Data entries
---------------

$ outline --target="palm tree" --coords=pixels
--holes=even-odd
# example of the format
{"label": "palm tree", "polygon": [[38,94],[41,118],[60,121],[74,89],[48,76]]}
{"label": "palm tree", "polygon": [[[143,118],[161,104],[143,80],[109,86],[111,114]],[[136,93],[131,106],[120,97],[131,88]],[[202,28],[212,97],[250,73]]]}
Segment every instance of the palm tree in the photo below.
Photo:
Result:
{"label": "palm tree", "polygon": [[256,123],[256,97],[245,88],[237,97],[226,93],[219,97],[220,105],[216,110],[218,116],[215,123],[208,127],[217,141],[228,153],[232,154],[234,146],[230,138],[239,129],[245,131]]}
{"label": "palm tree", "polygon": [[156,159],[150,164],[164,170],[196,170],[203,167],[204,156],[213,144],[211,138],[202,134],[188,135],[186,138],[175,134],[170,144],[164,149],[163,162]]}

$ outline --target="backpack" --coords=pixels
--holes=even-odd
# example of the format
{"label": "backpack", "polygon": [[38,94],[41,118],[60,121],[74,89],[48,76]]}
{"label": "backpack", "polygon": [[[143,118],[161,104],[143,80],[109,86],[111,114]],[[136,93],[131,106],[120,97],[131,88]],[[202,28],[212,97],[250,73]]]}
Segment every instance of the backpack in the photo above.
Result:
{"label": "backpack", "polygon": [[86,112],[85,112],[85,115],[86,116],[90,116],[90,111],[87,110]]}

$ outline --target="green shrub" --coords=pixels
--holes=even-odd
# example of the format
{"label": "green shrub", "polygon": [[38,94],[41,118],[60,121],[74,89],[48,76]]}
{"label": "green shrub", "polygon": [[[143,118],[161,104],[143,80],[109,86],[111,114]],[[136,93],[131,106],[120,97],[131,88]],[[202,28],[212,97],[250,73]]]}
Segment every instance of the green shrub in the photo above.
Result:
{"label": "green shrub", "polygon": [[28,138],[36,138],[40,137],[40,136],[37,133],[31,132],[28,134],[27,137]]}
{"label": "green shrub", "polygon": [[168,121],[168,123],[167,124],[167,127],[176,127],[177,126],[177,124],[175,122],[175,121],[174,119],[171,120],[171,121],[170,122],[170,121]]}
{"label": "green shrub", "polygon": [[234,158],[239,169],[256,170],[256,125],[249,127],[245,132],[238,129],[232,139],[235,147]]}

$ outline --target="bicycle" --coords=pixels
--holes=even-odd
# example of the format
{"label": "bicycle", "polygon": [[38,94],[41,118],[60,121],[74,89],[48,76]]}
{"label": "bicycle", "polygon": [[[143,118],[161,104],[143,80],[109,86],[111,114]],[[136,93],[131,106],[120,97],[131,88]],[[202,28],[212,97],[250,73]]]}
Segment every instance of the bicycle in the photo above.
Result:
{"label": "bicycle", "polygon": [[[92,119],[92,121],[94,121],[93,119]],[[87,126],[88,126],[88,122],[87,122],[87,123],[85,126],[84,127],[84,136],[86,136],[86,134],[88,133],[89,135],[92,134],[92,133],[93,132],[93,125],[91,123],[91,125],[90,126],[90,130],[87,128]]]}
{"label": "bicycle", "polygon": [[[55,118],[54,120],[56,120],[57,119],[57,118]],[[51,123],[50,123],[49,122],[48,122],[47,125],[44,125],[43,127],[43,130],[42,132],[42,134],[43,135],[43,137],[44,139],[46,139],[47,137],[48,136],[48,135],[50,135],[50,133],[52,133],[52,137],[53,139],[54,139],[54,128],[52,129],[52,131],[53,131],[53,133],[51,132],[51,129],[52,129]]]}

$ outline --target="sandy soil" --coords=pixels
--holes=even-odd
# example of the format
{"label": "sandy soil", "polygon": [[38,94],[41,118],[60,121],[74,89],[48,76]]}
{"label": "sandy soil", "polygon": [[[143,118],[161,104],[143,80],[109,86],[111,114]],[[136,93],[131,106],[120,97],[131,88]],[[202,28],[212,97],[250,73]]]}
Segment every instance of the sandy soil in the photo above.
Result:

---------------

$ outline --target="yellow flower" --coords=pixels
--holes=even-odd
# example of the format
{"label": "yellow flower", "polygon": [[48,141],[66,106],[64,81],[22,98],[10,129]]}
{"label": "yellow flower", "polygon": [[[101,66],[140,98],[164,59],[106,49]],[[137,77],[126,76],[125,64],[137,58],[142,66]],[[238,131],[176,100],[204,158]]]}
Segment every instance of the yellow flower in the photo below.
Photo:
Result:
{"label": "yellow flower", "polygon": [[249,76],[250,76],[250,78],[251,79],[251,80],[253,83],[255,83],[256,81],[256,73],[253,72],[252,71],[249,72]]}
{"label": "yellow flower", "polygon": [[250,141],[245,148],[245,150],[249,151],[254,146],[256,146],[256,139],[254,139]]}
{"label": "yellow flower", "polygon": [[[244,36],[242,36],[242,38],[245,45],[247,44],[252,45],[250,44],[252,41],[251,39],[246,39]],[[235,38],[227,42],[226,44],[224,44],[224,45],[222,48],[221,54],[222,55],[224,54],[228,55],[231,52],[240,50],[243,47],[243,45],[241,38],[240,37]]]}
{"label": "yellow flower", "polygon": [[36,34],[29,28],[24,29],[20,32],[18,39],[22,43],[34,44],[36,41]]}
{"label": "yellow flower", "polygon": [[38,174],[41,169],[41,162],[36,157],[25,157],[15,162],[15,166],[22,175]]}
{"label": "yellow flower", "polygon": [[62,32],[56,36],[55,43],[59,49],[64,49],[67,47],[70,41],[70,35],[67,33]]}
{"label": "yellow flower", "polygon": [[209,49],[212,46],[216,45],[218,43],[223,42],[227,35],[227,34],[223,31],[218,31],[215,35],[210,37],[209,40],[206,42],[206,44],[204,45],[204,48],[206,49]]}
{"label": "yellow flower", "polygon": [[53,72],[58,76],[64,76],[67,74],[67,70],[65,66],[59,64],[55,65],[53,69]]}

---------------

**Requirements**.
List each line of the data that contains the string "above", with case counting in the match.

**Exercise response**.
Segment every instance of the backpack in the photo above.
Segment every instance of the green shrub in the photo above.
Segment every instance of the bicycle in the photo above.
Segment every instance of the sandy soil in the photo above.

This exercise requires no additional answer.